# Written request 1
In the Quan well-being case study, rewrite the passage that opens with the words "Stakeholder Alignment" and closes with "interface overly complex.", substituting "beginner" for "novice".
# Written request 2
List the dimensions of well-being that the Quan well-being case study says the platform aimed to help users improve.

# Passage given
★ ★ ★ ★

May 2021

QUAN WELL-BEING

Quan’s well-being platform struggled to keep users engaged. I redesigned its onboarding, navigation and content into a simpler, motivating system — cutting onboarding time an estimated 30% and reaching an 80% task-completion rate in testing.

Role

UX Designer and Researcher

Duration

16 Weeks

Tools

Figma, Adobe XD, Miro, Blush

Delivered

Delivered

The redesign came down to three concrete moves.

Simplified, Persistent Navigation

A bottom nav plus Continue, Recommended, Saved and Completed tabs replaced cluttered pathways and cut navigation errors.

‘Singles’ & ‘Courses’ Content System

Quick ‘Singles’ for small actions and step-based ‘Courses’ for depth — so users engage on their own terms of time, energy, and mood.

Gamified Progress

Streaks, emotion check-ins, achievements and celebratory cues that make habit-building feel light and rewarding.

Impact & Challenges

~30%

Faster onboarding (estimated)

80%

Task completion rate in testing

Beyond the numbers

Stakeholder Alignment

Developed a clear roadmap and presented findings to Quan’s leadership, aligning the platform’s features with business goals.

Challenges

Catering to Diverse Needs

Serving both novice and experienced users risked making the interface overly complex.

Limited Time for Quantitative Research

With a tight timeline, research prioritised qualitative depth over scale — so insights are rich but drawn from small samples rather than statistically robust numbers.

Testing in a Remote Environment

Remote Zoom testing made it harder to read non-verbal cues and immediate reactions.

Contributions

Contributions

Behaviourally-Driven Framework

Behaviourally-Driven Framework

A flexible structure that builds sustainable well-being habits through autonomy, motivational cues, and behavioural design principles.

Visual-First Interaction

Visual-First Interaction

Intuitive visual cues over text-heavy guidance, so users act independently and with less cognitive load.

Adaptive Content Strategy

Adaptive Content Strategy

A dual content system and exploratory layout that adapts to users’ time, energy, and emotional context without complex setup.

Before

After

Context

Quan wanted to support mental health through habit formation, but early engagement showed the platform wasn’t guiding people through lasting behaviour change. The real gaps were in usability, personalisation, and the timing of support — so I went back to the foundation and redesigned around them.

Problem Statement

Workplace mental health tools often miss individual needs, so people disengage and stop using them. Quan set out to help users improve their well-being across five dimensions — Mind, Body, Meaning, Self-Fulfillment, and Social Connectedness — without piling on complexity.

Project Aim

To design an intuitive system that motivates users to adopt healthier habits and sustain them long-term.

★ ★ ★ ★

[Point annotation lines]
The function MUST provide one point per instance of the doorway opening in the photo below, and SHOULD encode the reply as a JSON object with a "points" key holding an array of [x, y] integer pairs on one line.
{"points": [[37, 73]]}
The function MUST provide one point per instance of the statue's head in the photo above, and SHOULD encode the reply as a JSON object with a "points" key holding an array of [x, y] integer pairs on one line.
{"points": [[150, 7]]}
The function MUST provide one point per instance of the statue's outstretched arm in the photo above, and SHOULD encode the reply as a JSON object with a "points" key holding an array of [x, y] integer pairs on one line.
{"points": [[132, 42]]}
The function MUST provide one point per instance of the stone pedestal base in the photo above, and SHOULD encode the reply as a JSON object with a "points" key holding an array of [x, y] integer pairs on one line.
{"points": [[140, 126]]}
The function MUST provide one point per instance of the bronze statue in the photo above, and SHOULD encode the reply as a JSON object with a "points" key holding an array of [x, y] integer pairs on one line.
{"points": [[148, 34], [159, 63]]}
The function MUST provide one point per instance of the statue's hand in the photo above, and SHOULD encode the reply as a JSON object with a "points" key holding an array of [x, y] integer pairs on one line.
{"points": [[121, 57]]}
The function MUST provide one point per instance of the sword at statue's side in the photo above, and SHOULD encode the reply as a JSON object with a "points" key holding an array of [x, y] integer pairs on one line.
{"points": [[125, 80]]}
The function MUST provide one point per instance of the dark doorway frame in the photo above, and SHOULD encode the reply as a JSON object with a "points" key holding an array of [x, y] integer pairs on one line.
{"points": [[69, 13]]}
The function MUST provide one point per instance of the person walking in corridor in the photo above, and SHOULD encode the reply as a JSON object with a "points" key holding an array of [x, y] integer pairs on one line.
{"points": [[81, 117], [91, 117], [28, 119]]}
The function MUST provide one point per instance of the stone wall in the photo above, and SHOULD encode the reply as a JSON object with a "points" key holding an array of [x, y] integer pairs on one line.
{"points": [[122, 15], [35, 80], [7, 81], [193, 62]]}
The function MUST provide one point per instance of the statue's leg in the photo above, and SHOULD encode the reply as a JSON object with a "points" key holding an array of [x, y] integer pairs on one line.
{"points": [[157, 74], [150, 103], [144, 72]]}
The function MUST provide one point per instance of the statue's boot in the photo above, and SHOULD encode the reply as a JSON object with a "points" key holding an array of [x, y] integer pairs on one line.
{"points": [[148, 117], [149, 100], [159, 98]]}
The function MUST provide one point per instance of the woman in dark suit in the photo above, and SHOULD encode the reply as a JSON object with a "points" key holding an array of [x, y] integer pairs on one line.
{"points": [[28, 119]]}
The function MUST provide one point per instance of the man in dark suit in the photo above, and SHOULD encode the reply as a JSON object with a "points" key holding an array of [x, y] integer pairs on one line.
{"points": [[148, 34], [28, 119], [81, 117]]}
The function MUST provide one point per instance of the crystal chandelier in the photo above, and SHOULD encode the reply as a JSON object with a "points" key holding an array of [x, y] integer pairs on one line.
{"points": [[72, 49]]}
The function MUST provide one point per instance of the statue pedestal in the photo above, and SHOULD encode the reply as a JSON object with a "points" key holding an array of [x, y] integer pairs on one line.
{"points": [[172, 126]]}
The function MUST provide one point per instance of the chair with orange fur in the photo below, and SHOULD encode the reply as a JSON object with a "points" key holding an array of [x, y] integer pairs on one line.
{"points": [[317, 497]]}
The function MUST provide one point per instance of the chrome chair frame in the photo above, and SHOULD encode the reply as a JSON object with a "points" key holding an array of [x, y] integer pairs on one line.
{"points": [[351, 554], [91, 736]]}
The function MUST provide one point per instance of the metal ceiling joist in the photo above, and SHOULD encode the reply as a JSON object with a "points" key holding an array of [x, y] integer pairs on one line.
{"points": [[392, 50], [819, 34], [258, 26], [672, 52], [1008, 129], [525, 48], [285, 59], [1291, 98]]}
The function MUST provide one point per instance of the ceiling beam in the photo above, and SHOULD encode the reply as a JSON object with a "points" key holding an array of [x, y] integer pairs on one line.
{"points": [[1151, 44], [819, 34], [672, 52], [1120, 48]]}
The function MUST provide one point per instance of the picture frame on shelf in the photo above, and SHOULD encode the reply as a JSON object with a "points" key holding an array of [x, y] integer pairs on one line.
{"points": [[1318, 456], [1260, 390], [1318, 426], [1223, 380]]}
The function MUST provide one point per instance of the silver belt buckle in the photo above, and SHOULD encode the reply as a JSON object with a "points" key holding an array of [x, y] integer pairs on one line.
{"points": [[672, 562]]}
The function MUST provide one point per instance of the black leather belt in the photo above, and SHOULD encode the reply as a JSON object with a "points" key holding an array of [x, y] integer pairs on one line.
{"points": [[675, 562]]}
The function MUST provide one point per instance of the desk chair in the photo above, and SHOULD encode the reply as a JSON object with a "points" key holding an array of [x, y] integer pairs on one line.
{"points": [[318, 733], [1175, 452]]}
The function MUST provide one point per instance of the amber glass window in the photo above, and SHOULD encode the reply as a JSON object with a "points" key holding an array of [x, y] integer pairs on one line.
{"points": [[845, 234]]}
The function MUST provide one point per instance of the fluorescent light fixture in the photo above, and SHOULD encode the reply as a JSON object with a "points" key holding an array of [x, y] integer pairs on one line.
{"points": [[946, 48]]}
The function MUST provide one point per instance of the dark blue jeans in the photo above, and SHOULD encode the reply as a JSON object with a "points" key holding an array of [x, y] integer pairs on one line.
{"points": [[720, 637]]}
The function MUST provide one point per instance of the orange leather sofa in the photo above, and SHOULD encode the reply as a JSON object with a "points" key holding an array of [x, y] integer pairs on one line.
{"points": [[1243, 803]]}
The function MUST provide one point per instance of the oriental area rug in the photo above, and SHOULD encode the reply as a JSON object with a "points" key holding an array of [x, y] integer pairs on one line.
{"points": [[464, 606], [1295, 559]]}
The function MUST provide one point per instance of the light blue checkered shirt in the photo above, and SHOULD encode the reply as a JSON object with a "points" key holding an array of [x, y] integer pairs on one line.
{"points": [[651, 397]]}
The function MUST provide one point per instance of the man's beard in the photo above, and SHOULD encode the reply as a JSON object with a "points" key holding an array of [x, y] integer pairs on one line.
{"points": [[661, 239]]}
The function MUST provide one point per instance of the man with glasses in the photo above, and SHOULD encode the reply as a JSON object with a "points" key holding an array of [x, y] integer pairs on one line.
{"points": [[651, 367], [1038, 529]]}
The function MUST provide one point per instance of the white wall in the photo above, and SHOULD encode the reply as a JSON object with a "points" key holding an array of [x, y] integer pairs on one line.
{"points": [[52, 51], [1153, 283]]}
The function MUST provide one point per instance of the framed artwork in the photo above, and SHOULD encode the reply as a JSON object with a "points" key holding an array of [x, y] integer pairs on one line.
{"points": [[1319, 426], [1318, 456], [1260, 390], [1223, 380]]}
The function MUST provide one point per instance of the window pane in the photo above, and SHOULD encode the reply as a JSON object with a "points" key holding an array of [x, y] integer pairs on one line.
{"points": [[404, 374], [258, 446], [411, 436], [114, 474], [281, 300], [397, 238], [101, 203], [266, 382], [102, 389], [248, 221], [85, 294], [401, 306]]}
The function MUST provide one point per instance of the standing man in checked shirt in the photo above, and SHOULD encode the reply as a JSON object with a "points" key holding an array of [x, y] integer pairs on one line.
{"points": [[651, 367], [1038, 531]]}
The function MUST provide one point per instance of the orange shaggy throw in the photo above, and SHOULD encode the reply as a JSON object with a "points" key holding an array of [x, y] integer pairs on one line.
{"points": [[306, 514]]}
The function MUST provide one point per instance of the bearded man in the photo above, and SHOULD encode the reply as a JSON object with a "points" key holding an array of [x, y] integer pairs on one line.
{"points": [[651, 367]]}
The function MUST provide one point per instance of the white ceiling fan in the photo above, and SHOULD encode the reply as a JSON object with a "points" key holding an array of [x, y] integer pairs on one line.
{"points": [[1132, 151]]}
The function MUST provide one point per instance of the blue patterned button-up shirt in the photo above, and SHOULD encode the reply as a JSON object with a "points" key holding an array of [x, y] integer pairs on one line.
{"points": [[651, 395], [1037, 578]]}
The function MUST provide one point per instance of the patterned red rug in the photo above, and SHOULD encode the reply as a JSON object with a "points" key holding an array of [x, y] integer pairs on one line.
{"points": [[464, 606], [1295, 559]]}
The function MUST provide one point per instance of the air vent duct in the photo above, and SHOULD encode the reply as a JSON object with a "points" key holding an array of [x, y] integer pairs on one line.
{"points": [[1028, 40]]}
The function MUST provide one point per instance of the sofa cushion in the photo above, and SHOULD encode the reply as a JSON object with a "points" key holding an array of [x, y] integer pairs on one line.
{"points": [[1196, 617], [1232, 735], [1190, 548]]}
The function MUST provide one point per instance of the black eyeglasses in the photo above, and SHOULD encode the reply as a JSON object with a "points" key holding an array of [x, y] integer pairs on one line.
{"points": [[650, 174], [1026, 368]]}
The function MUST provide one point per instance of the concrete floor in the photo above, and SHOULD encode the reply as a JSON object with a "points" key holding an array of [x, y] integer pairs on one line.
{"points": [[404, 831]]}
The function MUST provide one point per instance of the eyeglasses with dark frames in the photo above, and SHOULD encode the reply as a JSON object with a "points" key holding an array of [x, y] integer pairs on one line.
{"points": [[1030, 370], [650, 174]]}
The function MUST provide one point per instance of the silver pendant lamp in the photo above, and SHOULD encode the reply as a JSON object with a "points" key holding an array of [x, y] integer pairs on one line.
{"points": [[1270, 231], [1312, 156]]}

★ ★ ★ ★

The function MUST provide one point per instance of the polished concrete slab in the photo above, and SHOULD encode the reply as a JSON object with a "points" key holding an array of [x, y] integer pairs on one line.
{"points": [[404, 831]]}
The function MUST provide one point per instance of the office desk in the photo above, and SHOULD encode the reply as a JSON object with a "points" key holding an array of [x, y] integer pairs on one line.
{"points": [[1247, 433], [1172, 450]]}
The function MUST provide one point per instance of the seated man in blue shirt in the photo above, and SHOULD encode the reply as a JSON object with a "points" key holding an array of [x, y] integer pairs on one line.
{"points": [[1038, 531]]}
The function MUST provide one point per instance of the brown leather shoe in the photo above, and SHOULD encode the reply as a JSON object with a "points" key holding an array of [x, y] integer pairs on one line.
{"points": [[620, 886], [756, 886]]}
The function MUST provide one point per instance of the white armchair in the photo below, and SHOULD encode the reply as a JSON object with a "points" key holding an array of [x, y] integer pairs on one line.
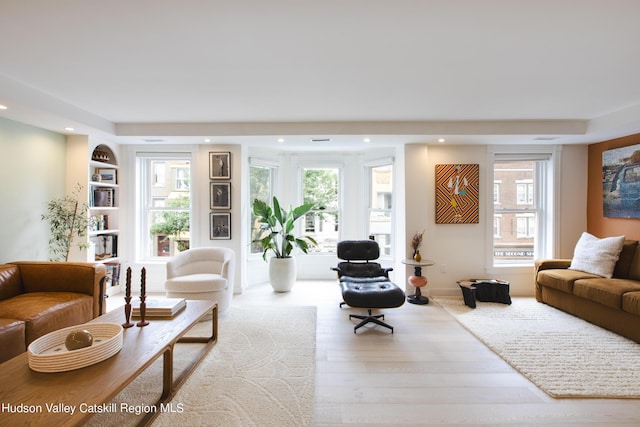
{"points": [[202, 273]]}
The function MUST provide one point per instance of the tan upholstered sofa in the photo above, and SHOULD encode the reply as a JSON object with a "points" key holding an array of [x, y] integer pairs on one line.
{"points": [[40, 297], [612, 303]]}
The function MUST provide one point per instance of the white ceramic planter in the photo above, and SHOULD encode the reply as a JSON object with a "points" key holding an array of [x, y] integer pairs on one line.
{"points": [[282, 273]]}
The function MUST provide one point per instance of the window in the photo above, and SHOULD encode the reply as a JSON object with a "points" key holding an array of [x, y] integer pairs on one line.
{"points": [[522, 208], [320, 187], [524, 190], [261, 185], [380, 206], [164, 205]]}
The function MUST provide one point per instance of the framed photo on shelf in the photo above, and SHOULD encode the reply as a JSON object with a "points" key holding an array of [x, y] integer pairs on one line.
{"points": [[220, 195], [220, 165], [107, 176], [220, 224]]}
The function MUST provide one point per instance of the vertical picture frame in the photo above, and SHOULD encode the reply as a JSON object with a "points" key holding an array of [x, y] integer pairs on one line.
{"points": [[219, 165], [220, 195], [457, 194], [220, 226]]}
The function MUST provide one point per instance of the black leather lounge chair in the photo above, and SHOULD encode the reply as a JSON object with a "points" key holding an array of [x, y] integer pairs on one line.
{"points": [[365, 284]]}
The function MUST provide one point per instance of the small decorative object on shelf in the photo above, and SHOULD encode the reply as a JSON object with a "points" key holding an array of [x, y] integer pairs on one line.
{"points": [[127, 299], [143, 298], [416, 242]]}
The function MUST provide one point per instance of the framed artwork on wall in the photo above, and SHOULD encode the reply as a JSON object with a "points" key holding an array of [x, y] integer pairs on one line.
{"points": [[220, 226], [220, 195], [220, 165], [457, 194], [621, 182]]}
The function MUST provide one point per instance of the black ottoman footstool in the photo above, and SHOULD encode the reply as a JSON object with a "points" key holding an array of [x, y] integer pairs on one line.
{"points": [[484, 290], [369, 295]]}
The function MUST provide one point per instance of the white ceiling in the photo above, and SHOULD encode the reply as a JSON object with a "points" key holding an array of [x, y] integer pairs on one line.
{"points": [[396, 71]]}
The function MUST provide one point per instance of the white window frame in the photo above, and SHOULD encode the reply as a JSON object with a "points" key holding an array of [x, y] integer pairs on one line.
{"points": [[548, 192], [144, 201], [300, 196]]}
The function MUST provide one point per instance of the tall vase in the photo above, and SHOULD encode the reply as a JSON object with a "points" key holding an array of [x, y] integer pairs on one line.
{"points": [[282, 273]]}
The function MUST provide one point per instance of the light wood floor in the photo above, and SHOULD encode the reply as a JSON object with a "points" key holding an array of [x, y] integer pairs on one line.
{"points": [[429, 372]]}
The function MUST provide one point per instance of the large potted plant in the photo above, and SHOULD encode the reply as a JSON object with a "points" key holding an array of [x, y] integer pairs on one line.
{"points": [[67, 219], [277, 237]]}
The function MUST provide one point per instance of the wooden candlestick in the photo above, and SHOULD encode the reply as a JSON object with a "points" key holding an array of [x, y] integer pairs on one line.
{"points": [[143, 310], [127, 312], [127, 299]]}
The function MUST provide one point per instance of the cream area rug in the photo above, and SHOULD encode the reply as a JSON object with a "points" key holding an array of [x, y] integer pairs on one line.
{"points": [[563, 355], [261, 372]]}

★ ★ ★ ★

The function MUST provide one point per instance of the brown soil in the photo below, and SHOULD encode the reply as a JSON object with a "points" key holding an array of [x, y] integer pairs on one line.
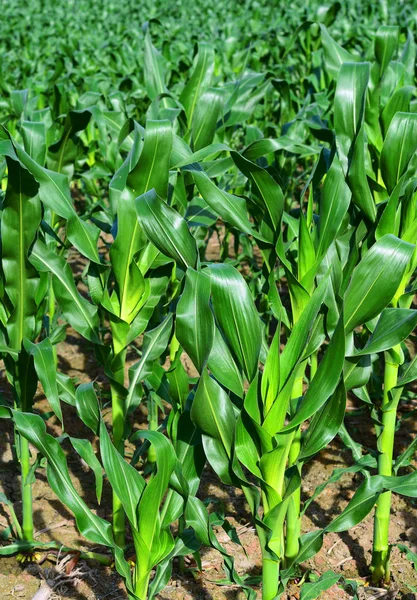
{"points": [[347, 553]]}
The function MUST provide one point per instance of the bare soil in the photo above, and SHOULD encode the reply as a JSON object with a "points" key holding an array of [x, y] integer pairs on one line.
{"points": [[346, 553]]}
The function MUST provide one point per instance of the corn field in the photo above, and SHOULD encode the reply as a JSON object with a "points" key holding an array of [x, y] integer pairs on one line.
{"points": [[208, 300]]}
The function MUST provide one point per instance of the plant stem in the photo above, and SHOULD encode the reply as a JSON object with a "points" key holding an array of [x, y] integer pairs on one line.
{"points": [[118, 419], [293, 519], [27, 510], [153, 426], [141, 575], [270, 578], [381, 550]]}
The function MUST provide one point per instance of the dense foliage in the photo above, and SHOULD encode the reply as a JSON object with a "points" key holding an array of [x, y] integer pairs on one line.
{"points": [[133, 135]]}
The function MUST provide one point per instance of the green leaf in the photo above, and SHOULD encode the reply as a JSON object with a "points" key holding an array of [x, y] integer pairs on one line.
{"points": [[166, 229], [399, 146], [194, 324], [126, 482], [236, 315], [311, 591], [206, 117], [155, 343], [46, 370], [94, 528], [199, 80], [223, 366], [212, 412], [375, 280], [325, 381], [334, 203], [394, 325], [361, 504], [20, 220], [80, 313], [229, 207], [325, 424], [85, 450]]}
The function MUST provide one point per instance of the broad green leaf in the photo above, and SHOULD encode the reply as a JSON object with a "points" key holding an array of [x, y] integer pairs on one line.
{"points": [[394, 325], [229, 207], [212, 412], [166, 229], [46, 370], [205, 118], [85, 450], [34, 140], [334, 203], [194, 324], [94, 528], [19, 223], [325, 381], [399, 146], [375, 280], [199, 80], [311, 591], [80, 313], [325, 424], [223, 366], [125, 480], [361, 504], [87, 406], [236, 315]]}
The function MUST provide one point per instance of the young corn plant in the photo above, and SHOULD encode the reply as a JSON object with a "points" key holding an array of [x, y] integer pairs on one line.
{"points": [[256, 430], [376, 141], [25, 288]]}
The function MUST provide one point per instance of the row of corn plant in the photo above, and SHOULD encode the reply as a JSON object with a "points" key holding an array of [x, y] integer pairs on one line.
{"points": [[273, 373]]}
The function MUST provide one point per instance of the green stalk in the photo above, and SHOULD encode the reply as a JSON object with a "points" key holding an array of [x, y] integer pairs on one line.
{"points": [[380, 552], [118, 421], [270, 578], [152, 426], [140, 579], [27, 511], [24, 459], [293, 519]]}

★ ★ ★ ★

# Right answer 1
Stakeholder Alignment

Developed a clear roadmap and presented findings to Quan’s leadership, aligning the platform’s features with business goals.

Challenges

Catering to Diverse Needs

Serving both beginner and experienced users risked making the interface overly complex.

# Right answer 2
Mind, Body, Meaning, Self-Fulfillment, Social Connectedness